What “poetry” means: Rembrandt

A post in the ongoing series Poetry in the Arts.

staalmeesters
De Staalmeesters (The Masters of the Cloth Drapers Guild)
by
Rembrandt Harmenszoon van Rijn

The main idea of this series is to suggest three criteria for poetry, in any art — a film, painting, sculpture, music, fiction, or poem.

  • A poem is not an object you passively contemplate or an idea you learn: it’s something that you live through, that you experience.
  • A poem is a made object: it may bring you into a story or admit you to a world, but it also shows you itself and the person who made it.
  • A poem conveys emotion.

I can illustrate what I mean using Rembrandt’s De Staalmeesters as an example.

The painting hangs in a large hall of the Rijksmuseum in Amsterdam. It’s big: about 6 x 9 feet.

There is a place, five or ten feet away, where you can stand and all the men’s eyes — except the man in the center, with his right hand on the book — focus on you. To view this computer image the same way, your nose would have to be three or four inches from your screen.

When you’re this close you can’t see the whole painting at once: you have to turn your eyes or, for comfort, your head. This close, your perception of the physical painting is distorted: the edges of it barrel out and the ends recede in perspective.

So your idea of De Staalmeesters is not a single perceptual picture — a snapshot representation — but something you build up from the fragmentary views that you see from different vantage points. You don’t just see it (with your eyes): you see it with your mind. You experience it. You live through it.

▶ **RAW DATA**:
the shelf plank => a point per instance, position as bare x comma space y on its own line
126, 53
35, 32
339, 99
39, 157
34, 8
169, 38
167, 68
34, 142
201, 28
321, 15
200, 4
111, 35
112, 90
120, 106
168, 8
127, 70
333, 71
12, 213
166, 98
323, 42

▶ **GIVEN INSTRUCTION 1**:
According to the Rembrandt page, where does De Staalmeesters hang?
▶ **GIVEN INSTRUCTION 2**:
Echo the full listing above, line for line, with nothing changed.

▶ **TASK RESULT 1**:
In a large hall of the Rijksmuseum in Amsterdam.

▶ **TASK RESULT 2**:
the shelf plank => a point per instance, position as bare x comma space y on its own line
126, 53
35, 32
339, 99
39, 157
34, 8
169, 38
167, 68
34, 142
201, 28
321, 15
200, 4
111, 35
112, 90
120, 106
168, 8
127, 70
333, 71
12, 213
166, 98
323, 42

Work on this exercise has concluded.